> **WORK TO COMPLETE**: Copy all of the data below without changing a single character.

> **DATASET CONTENT**:
----------

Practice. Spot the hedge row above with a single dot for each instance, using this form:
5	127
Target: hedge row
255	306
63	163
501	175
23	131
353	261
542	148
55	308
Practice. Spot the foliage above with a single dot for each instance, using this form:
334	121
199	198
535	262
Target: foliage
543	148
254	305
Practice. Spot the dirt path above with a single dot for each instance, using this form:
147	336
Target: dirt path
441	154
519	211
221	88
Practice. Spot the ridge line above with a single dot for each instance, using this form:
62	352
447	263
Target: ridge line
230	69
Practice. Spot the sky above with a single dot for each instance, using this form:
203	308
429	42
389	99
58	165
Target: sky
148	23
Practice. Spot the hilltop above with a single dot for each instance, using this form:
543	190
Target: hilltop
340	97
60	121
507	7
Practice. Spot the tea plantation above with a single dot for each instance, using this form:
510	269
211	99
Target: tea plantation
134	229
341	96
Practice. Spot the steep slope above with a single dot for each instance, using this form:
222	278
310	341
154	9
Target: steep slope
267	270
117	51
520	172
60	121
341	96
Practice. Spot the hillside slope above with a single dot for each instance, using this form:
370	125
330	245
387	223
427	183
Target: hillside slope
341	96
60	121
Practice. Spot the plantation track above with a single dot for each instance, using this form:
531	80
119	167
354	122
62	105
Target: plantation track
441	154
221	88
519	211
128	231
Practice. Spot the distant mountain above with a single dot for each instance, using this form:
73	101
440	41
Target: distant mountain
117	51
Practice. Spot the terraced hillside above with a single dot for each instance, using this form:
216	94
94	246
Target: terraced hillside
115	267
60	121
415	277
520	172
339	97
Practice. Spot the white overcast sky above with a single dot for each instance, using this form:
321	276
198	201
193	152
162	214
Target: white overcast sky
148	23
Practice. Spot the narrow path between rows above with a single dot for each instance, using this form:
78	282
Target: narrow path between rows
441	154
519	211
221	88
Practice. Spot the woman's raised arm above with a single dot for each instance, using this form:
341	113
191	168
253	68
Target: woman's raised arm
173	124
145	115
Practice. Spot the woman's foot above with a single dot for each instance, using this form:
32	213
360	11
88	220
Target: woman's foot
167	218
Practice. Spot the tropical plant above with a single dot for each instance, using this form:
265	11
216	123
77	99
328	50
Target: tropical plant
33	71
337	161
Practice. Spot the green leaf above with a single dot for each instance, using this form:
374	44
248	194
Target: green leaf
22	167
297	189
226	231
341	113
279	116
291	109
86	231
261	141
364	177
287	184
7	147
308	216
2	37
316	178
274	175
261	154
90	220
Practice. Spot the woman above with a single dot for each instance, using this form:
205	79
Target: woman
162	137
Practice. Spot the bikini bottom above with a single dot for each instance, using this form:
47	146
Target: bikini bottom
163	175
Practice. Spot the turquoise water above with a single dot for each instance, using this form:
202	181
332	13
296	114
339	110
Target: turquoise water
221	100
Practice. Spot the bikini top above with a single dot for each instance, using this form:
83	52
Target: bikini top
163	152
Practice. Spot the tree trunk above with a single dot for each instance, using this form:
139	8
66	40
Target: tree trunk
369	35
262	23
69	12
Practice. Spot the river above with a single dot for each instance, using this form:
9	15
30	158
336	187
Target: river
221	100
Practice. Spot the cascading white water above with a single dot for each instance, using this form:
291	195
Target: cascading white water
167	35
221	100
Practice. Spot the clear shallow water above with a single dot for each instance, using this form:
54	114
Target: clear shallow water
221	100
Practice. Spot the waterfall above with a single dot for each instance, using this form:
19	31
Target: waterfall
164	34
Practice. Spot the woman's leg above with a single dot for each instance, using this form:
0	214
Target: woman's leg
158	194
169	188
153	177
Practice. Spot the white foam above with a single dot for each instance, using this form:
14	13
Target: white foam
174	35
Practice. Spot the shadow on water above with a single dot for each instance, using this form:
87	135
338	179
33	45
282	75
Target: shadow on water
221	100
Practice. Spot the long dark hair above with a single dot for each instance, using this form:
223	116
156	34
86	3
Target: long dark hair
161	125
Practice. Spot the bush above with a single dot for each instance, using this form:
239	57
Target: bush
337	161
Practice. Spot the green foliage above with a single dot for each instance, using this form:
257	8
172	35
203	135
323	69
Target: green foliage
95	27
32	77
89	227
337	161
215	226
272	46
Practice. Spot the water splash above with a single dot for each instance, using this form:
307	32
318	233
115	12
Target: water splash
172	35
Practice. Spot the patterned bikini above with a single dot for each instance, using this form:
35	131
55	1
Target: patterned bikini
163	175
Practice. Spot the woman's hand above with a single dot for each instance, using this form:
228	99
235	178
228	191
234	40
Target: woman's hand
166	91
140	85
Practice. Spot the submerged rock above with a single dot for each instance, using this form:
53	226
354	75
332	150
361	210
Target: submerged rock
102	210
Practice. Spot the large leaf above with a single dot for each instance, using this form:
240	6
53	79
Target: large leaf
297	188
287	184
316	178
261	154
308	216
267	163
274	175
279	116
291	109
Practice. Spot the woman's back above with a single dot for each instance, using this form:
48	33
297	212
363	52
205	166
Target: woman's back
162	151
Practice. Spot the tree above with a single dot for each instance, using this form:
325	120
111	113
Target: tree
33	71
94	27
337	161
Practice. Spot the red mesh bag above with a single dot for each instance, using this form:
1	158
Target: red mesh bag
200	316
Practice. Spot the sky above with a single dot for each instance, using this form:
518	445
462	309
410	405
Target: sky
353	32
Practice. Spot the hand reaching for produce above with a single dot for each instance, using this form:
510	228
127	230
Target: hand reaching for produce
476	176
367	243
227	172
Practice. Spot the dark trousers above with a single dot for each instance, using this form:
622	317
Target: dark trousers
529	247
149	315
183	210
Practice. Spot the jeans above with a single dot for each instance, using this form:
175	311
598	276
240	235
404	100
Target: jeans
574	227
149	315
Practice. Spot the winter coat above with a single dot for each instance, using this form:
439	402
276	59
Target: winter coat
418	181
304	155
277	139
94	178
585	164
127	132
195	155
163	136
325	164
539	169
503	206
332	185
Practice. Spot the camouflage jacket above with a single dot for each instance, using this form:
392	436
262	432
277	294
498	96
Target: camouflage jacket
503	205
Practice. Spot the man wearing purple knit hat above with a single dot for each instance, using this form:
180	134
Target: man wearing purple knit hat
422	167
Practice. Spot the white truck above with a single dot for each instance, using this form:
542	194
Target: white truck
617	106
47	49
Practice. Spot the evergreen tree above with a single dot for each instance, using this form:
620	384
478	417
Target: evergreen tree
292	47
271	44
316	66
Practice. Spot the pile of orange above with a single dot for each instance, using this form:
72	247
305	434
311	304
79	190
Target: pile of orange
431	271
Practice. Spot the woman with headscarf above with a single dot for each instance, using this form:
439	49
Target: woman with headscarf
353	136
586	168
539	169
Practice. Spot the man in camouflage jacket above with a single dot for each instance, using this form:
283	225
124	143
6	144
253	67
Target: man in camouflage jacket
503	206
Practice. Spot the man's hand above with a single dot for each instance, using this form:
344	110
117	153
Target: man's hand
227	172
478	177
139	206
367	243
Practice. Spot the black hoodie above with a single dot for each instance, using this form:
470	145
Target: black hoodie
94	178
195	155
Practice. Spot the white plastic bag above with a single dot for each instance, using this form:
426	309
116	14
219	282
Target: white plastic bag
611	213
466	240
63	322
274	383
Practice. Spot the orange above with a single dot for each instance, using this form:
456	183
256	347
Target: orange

----------

> **CORRECT RESPONSE**:
Practice. Spot the hedge row above with a single dot for each instance, using this form:
5	127
Target: hedge row
255	306
63	163
501	175
23	131
353	261
542	148
55	308
Practice. Spot the foliage above with a single dot for each instance, using this form:
334	121
199	198
535	262
Target: foliage
543	148
254	305
Practice. Spot the dirt path above with a single dot for each instance, using this form:
147	336
Target: dirt path
441	154
519	211
221	88
Practice. Spot the ridge line above with a single dot for each instance, using this form:
62	352
447	263
Target: ridge line
230	69
Practice. Spot the sky above with a single dot for each instance, using this form:
203	308
429	42
389	99
58	165
Target: sky
148	23
Practice. Spot the hilltop above with a single dot for each instance, using this form:
543	190
Target: hilltop
340	97
60	121
507	7
Practice. Spot the tea plantation above with a single dot for each instance, using this form:
510	269
211	99
Target: tea plantation
134	229
341	96
Practice. Spot the steep slope above with a single dot for each instance, using this form:
222	278
310	341
154	9
Target: steep slope
267	270
117	51
520	172
60	121
341	96
Practice. Spot the hillside slope above with a single dot for each instance, using this form:
370	125
330	245
387	223
427	183
Target: hillside slope
341	96
60	121
Practice. Spot the plantation track above with a single dot for each instance, using this form:
531	80
119	167
354	122
62	105
Target: plantation track
441	154
221	88
519	211
128	231
Practice. Spot the distant mountain above with a single dot for each instance, using this form:
73	101
440	41
Target: distant mountain
117	51
Practice. Spot the terraced hillside above with a single dot for each instance, using this form:
216	94
94	246
Target: terraced hillside
115	267
60	121
415	277
520	172
339	97
Practice. Spot the white overcast sky above with a single dot for each instance, using this form:
321	276
198	201
193	152
162	214
Target: white overcast sky
148	23
Practice. Spot the narrow path between rows above with a single dot for each instance, using this form:
78	282
Target: narrow path between rows
441	154
519	211
221	88
Practice. Spot the woman's raised arm above with a single dot for each instance, using this form:
341	113
191	168
253	68
Target: woman's raised arm
173	124
145	115
Practice. Spot the woman's foot above with a single dot for each instance, using this form:
32	213
360	11
88	220
Target: woman's foot
167	218
Practice. Spot the tropical plant above with a single dot for each instance, using this form:
265	11
216	123
77	99
328	50
Target: tropical plant
33	71
337	161
Practice. Spot the green leaf above with a single dot for each instance, using this form:
374	44
248	194
Target: green leaf
22	167
297	189
226	231
341	113
279	116
291	109
86	231
261	141
364	177
287	184
7	147
308	216
2	37
316	178
274	175
261	154
90	220
Practice. Spot the woman above with a single dot for each instance, using this form:
205	79
Target: woman
162	137
Practice. Spot the bikini bottom above with a single dot for each instance, using this form:
47	146
Target: bikini bottom
163	175
Practice. Spot the turquoise water above with a single dot for each instance, using this form:
202	181
332	13
296	114
339	110
Target: turquoise water
221	100
Practice. Spot the bikini top above with a single dot for each instance, using this form:
83	52
Target: bikini top
163	152
Practice. Spot the tree trunk above with a single dot for each instance, using this form:
139	8
66	40
Target: tree trunk
369	35
262	23
69	12
Practice. Spot the river above with a single dot for each instance, using this form:
9	15
30	158
336	187
Target: river
221	100
Practice. Spot the cascading white water above with a single dot for each instance, using this form:
291	195
Target: cascading white water
167	35
221	100
Practice. Spot the clear shallow water above with a single dot for each instance, using this form:
54	114
Target: clear shallow water
221	100
Practice. Spot the waterfall above with a single dot for each instance, using this form:
19	31
Target: waterfall
164	34
Practice. Spot the woman's leg above with a single dot for each instance, using this form:
0	214
Target: woman's leg
158	194
169	188
153	177
Practice. Spot the white foam above with a single dot for each instance, using this form:
14	13
Target: white foam
174	35
Practice. Spot the shadow on water above with a single dot for each instance, using this form:
87	135
338	179
33	45
282	75
Target: shadow on water
221	100
Practice. Spot the long dark hair above with a single dot for each instance, using this form:
223	116
156	34
86	3
Target: long dark hair
161	125
Practice. Spot the bush above with a single dot for each instance, using this form:
239	57
Target: bush
337	161
Practice. Spot the green foliage above with a single dot for each instance, using this form:
257	8
172	35
203	135
323	69
Target: green foliage
95	27
32	77
89	227
337	161
215	226
272	46
Practice. Spot the water splash above with a single dot for each instance, using this form:
307	32
318	233
115	12
Target: water splash
172	35
Practice. Spot the patterned bikini above with a single dot for each instance, using this form:
35	131
55	1
Target: patterned bikini
163	175
Practice. Spot the woman's hand above with a single dot for each instance, using this form:
228	99
235	178
228	191
234	40
Target: woman's hand
166	91
140	85
Practice. Spot the submerged rock above with a single dot for each instance, using this form:
53	226
354	75
332	150
361	210
Target: submerged rock
102	210
Practice. Spot the large leaf above with a single dot for each instance, using this form:
240	6
53	79
Target: large leaf
297	188
287	184
316	178
261	154
308	216
267	163
274	175
279	116
291	109
Practice. Spot the woman's back above with a single dot for each instance, using this form:
48	33
297	212
363	52
205	166
Target: woman's back
162	151
Practice. Spot the tree above with a single dot for each instance, using this form:
325	120
111	113
Target: tree
33	71
94	27
337	161
Practice. Spot the red mesh bag above with a single dot for each instance, using this form:
1	158
Target: red mesh bag
200	316
Practice. Spot the sky above with a single dot for each instance, using this form:
518	445
462	309
410	405
Target: sky
353	32
Practice. Spot the hand reaching for produce above with a single dot for each instance, using this form:
510	228
127	230
Target: hand reaching for produce
476	176
367	243
227	172
Practice. Spot the dark trousers above with a single dot for each instance, using this form:
622	317
Target: dark trousers
529	247
149	315
183	210
Practice. Spot the jeans above with a single dot for each instance, using this form:
175	311
598	276
240	235
404	100
Target: jeans
574	227
149	315
Practice. Spot the winter coat above with a single dot for each instance, using this form:
439	402
276	59
Target: winter coat
418	181
304	155
277	139
94	178
585	164
127	132
195	155
163	136
325	164
539	169
503	206
332	185
Practice. Spot the camouflage jacket above with a single dot for each instance, using this form:
392	436
262	432
277	294
498	96
Target: camouflage jacket
503	205
Practice. Spot the man wearing purple knit hat above with a single dot for each instance, using this form:
180	134
Target: man wearing purple knit hat
422	167
Practice. Spot the white truck above with a single dot for each instance, using this form:
542	194
Target: white truck
617	106
47	49
Practice. Spot the evergreen tree above with a single dot for each instance, using this form:
620	384
478	417
Target: evergreen tree
292	47
271	44
316	66
Practice. Spot the pile of orange above with a single dot for each instance, using this form:
72	247
305	434
311	304
79	190
Target: pile of orange
431	271
Practice. Spot the woman with headscarf above with a single dot for each instance, using this form:
439	49
Target: woman with headscarf
353	136
586	168
539	169
Practice. Spot the man in camouflage jacket above with a single dot for each instance, using this form:
283	225
124	143
6	144
253	67
Target: man in camouflage jacket
503	206
Practice. Spot the man's hand above with a single dot for each instance, using this form:
344	110
117	153
Target: man's hand
227	172
478	177
139	206
367	243
Practice. Spot the black hoodie above with a single dot for each instance, using this form:
470	145
Target: black hoodie
94	178
195	155
Practice. Spot the white plastic bag above with a single dot for each instance, using this form:
426	309
116	14
219	282
Target: white plastic bag
611	213
466	240
63	322
274	383
Practice. Spot the orange above with a single dot for each instance, using this form:
456	183
256	347
Target: orange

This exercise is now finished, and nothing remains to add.